DATA SHOWN

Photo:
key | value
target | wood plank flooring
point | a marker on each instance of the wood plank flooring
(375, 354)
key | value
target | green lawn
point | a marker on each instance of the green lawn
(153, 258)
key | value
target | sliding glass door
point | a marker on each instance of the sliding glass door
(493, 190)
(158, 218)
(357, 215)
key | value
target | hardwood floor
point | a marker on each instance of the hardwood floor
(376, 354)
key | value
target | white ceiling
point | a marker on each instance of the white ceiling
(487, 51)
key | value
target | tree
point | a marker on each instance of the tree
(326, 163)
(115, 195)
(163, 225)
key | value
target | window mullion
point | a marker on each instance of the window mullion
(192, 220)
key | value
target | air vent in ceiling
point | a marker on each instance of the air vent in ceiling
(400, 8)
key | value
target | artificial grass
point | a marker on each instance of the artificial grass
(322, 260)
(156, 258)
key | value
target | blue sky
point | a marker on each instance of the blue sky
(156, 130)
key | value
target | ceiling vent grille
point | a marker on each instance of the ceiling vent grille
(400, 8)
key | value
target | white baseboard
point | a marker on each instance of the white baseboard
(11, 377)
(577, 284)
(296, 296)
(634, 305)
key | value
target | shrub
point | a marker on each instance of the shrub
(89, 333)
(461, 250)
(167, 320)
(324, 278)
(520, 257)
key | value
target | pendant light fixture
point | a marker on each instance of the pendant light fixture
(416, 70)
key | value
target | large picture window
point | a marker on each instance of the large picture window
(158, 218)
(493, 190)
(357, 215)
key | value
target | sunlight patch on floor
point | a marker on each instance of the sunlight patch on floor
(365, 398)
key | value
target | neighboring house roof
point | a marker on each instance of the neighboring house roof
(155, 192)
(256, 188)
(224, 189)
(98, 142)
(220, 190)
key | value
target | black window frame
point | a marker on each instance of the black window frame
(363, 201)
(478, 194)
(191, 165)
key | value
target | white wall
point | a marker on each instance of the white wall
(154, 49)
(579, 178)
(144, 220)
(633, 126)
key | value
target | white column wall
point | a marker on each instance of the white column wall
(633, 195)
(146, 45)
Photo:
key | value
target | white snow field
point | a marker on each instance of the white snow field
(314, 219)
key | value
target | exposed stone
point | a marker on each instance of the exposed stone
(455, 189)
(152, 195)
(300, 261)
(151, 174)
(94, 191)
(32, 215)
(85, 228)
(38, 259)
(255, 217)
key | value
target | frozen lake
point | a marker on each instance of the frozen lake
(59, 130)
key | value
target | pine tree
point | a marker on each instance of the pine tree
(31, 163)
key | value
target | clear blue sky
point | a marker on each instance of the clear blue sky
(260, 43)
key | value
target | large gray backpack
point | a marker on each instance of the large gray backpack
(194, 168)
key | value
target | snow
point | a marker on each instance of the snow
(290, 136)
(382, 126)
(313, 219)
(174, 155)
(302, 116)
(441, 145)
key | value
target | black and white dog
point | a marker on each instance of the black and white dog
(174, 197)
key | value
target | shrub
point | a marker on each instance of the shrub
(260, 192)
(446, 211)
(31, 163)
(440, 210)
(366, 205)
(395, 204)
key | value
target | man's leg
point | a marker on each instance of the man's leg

YOUR GOAL
Count the lines in the records above that contain the string "frozen", matching case exactly. Reply with that number alone.

CORRECT RESPONSE
2